* Begin PROVIDED MATERIAL *

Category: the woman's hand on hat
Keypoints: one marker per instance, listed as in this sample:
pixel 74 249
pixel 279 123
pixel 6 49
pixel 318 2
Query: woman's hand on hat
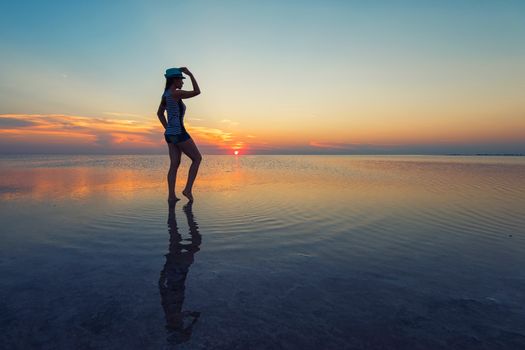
pixel 185 70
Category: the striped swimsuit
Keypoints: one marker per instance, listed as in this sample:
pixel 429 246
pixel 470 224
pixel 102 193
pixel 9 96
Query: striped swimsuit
pixel 175 131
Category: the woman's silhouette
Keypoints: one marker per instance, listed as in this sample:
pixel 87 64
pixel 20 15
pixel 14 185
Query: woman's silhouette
pixel 178 139
pixel 172 281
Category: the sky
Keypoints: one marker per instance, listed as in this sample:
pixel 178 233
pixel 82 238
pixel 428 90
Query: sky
pixel 277 77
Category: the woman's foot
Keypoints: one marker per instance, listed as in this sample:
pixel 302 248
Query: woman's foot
pixel 173 199
pixel 188 194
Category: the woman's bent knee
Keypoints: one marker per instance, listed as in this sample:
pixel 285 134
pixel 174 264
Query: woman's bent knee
pixel 197 159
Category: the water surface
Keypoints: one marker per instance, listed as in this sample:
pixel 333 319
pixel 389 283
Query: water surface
pixel 276 252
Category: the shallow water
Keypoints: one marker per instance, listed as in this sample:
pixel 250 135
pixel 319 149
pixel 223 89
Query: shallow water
pixel 276 252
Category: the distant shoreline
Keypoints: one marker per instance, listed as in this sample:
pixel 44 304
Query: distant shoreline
pixel 278 154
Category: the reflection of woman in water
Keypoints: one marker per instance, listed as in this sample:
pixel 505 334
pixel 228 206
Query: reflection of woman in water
pixel 173 276
pixel 176 136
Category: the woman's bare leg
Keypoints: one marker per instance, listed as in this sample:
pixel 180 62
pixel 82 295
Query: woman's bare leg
pixel 190 149
pixel 175 154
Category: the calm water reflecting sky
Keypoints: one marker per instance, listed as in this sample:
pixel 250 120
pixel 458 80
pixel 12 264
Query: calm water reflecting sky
pixel 276 252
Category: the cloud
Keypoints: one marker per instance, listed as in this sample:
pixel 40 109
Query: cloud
pixel 124 114
pixel 8 123
pixel 47 132
pixel 229 122
pixel 334 145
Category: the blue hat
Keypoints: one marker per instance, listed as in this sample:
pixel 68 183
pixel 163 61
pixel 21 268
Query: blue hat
pixel 173 73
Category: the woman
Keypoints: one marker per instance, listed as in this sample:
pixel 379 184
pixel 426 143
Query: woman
pixel 175 134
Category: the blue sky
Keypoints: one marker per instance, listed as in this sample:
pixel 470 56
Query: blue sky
pixel 278 67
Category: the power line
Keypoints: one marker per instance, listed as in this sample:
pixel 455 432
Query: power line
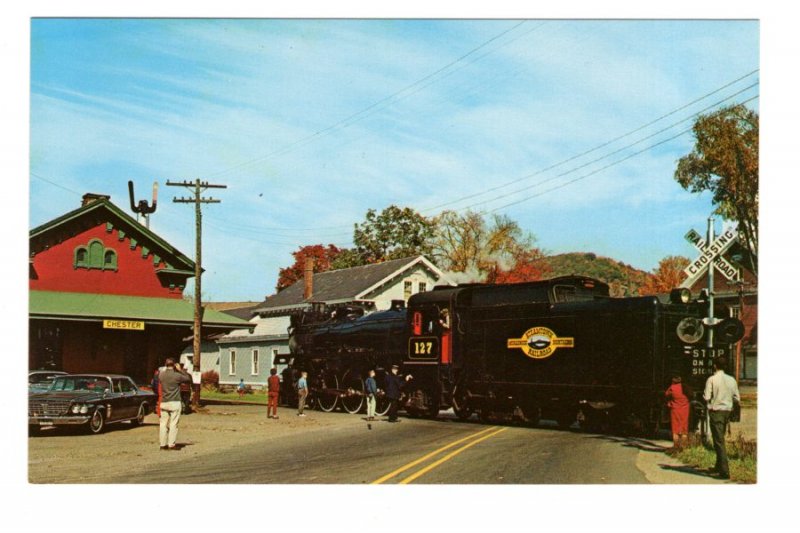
pixel 600 146
pixel 355 117
pixel 572 158
pixel 609 154
pixel 570 182
pixel 35 175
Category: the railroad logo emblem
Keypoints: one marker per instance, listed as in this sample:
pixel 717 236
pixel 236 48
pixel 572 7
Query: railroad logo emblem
pixel 540 342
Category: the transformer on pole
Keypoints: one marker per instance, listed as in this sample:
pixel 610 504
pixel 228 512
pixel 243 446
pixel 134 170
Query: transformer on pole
pixel 198 187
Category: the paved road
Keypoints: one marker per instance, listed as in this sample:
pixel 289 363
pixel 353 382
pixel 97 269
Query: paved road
pixel 413 451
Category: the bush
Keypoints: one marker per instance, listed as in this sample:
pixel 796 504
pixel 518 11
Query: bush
pixel 210 379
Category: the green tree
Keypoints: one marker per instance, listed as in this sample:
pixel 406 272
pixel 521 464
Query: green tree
pixel 348 258
pixel 324 256
pixel 724 161
pixel 392 234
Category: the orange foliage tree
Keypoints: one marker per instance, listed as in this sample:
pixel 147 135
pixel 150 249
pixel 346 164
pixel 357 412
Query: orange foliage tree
pixel 528 266
pixel 667 276
pixel 323 257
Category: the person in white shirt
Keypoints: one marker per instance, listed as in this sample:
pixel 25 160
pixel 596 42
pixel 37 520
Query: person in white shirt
pixel 720 394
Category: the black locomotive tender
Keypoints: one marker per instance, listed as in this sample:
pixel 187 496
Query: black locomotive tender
pixel 559 349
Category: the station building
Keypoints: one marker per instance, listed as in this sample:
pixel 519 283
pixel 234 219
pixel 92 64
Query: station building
pixel 106 295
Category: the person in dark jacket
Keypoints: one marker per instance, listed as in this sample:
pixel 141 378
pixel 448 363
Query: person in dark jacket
pixel 156 386
pixel 186 391
pixel 287 390
pixel 394 386
pixel 273 391
pixel 371 388
pixel 170 380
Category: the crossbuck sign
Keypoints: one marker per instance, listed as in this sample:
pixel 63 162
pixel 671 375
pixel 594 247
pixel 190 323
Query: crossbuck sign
pixel 710 256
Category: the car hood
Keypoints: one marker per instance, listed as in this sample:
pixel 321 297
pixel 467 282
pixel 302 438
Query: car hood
pixel 83 396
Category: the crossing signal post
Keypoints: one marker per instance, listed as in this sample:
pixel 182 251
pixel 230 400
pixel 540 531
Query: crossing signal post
pixel 197 187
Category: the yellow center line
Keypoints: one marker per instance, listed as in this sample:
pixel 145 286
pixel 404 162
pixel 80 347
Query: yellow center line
pixel 449 456
pixel 412 464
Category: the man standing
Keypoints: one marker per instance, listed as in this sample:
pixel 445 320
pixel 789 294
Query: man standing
pixel 170 380
pixel 371 387
pixel 393 386
pixel 273 391
pixel 288 384
pixel 302 392
pixel 720 394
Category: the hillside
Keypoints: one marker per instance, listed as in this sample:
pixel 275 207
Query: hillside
pixel 623 279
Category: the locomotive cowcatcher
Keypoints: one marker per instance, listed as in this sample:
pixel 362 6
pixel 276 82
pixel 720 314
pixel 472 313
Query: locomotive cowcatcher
pixel 559 349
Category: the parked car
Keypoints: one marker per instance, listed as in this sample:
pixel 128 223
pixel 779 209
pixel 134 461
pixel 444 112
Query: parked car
pixel 40 380
pixel 93 400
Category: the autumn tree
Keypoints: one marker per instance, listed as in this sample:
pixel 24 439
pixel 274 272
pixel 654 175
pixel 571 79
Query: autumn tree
pixel 528 266
pixel 469 243
pixel 724 161
pixel 393 233
pixel 668 275
pixel 324 257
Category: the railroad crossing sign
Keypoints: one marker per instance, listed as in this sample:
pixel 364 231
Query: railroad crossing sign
pixel 710 256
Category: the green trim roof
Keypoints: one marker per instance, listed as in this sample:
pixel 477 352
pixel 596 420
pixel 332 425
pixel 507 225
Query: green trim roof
pixel 96 307
pixel 156 243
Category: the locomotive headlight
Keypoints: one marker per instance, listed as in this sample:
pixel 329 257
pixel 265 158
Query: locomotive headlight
pixel 680 296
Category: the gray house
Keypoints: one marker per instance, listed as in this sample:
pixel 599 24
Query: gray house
pixel 249 355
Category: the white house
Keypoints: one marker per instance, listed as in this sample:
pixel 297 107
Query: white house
pixel 249 355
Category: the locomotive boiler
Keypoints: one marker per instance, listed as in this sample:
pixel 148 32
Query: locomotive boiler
pixel 560 349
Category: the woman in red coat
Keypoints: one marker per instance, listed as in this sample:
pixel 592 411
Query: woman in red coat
pixel 678 398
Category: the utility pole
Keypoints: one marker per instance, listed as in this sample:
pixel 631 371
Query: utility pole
pixel 709 240
pixel 198 187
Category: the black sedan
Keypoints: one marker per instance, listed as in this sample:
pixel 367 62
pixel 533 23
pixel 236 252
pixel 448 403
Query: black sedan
pixel 91 399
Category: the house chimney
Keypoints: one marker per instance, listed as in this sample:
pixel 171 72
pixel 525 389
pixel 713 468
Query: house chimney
pixel 90 197
pixel 308 278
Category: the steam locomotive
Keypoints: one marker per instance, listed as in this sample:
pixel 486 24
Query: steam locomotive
pixel 560 349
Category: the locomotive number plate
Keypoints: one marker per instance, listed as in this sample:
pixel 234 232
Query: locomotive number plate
pixel 423 348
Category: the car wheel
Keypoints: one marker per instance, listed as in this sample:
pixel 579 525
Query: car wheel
pixel 98 422
pixel 139 420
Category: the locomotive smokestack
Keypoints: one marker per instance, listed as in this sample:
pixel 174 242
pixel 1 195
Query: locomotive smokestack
pixel 308 278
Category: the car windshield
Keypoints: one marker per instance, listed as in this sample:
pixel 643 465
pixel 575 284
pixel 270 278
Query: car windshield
pixel 43 378
pixel 87 383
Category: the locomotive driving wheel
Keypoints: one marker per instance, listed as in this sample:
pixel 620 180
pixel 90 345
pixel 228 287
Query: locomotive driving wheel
pixel 461 406
pixel 531 415
pixel 382 405
pixel 327 400
pixel 566 417
pixel 354 400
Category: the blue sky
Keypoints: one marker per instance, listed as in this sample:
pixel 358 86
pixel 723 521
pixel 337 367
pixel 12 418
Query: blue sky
pixel 312 122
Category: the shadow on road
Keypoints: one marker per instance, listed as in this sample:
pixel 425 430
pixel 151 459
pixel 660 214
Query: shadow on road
pixel 633 442
pixel 688 470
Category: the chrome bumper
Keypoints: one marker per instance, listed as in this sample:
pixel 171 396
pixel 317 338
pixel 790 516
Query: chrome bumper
pixel 56 420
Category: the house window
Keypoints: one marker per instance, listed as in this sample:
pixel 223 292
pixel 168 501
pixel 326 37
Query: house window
pixel 81 257
pixel 110 260
pixel 95 255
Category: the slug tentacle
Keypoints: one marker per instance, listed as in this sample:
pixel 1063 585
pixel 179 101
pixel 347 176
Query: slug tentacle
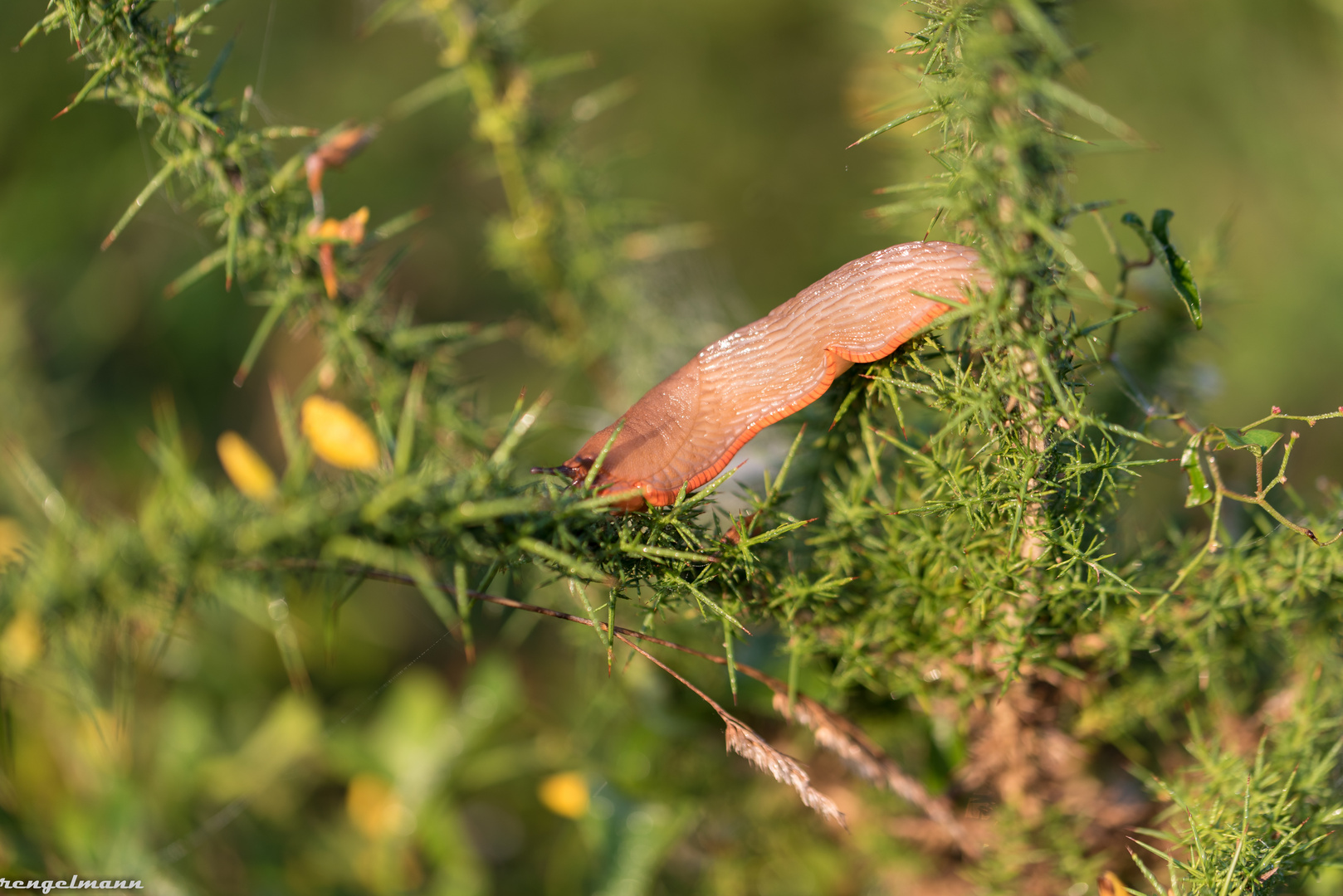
pixel 686 429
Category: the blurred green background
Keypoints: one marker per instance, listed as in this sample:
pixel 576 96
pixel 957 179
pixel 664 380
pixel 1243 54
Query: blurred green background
pixel 739 121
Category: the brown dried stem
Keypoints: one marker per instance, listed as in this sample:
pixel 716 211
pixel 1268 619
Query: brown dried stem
pixel 832 731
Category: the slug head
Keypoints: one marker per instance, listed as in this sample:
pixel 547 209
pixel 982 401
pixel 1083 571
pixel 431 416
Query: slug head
pixel 576 469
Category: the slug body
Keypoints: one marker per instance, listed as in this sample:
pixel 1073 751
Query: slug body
pixel 686 429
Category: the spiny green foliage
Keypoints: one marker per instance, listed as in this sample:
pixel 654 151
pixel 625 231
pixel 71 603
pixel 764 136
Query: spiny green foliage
pixel 965 561
pixel 971 496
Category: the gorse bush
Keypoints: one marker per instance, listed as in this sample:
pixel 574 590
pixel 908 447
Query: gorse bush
pixel 942 553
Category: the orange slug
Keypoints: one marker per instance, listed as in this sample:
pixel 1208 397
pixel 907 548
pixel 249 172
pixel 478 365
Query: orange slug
pixel 685 430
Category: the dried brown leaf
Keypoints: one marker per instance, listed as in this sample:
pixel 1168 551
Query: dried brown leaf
pixel 784 768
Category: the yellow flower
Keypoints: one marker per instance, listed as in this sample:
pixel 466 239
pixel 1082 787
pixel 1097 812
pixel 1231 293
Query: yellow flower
pixel 374 807
pixel 245 468
pixel 11 542
pixel 1110 884
pixel 21 642
pixel 565 794
pixel 339 436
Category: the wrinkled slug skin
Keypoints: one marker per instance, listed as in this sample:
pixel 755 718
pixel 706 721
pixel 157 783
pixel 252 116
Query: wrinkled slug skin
pixel 686 429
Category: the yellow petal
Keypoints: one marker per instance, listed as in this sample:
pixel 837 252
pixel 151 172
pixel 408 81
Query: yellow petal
pixel 565 794
pixel 11 542
pixel 339 436
pixel 1110 884
pixel 245 468
pixel 374 807
pixel 21 642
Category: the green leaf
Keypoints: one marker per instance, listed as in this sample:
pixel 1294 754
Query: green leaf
pixel 1177 266
pixel 1258 441
pixel 896 123
pixel 1199 490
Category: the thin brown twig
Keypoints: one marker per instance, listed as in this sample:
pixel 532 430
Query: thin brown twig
pixel 740 739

* End PROVIDED MATERIAL *

• [TASK DESCRIPTION]
Print the rows above word for word, starting at the line containing "Category: the autumn tree" and ending at the line containing "pixel 324 257", with both of those lines included.

• [WRITTEN RESPONSE]
Category: the autumn tree
Keypoints: one marker per instance, listed as in this sample:
pixel 24 439
pixel 274 272
pixel 654 175
pixel 571 79
Query: autumn tree
pixel 528 266
pixel 469 243
pixel 724 161
pixel 393 233
pixel 668 275
pixel 324 257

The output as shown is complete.